Exact copies of all records below are needed.

**DATA IN THIS EXERCISE**
=== Begin Enclosure ===

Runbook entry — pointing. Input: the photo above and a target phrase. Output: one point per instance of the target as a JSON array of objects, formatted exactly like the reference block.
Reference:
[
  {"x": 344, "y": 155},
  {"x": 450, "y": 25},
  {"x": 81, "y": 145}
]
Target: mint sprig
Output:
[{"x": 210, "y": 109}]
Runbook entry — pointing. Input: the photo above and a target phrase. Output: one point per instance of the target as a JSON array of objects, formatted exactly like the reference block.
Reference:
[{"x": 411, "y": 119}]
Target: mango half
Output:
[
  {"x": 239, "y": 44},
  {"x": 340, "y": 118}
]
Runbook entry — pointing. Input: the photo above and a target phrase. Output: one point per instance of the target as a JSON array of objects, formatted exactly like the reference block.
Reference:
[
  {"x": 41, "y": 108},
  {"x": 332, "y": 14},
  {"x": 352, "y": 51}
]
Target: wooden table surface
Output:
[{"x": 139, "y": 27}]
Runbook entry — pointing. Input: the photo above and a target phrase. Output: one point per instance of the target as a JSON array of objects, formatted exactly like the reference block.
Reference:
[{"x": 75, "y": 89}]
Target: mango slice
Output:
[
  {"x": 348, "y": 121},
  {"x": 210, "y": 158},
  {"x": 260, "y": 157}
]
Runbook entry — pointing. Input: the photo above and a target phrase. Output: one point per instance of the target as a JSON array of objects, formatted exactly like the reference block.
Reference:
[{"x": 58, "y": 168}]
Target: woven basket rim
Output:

=== End Enclosure ===

**EXERCISE SOLUTION**
Runbook entry — pointing. Input: the photo above and a target phrase. Output: one point per instance of the target as a JSON array of objects, formatted exactly like the reference block.
Reference:
[
  {"x": 344, "y": 155},
  {"x": 450, "y": 25},
  {"x": 81, "y": 145}
]
Target: mint sprig
Output:
[{"x": 210, "y": 109}]
Runbook entry — pointing. Input: the photo above and a target phrase. Output: one point per instance of the target as a JSON array of objects, formatted exactly like the reference block.
Reference:
[{"x": 411, "y": 119}]
Target: mango half
Output:
[
  {"x": 239, "y": 44},
  {"x": 340, "y": 118}
]
Runbook entry — pointing. Input: the photo above and a target phrase. Output: one point per instance of the target as a JSON array of objects, formatted exactly like the reference block.
Reference:
[
  {"x": 41, "y": 108},
  {"x": 332, "y": 14},
  {"x": 352, "y": 51}
]
Target: wooden table surface
Output:
[{"x": 139, "y": 27}]
Runbook entry — pointing. Input: the photo above and a target phrase. Output: one point per instance of the target as a JSON array of objects, formatted exactly like the reference block.
Reference:
[{"x": 75, "y": 89}]
Target: mango slice
Output:
[
  {"x": 348, "y": 121},
  {"x": 210, "y": 158},
  {"x": 260, "y": 157}
]
Runbook entry — pointing. Input: the photo above and a target phrase. Output: one point per instance of the target as a JSON array of objects, formatted exactly like the reference block.
Reference:
[{"x": 58, "y": 168}]
Target: woven basket rim
Output:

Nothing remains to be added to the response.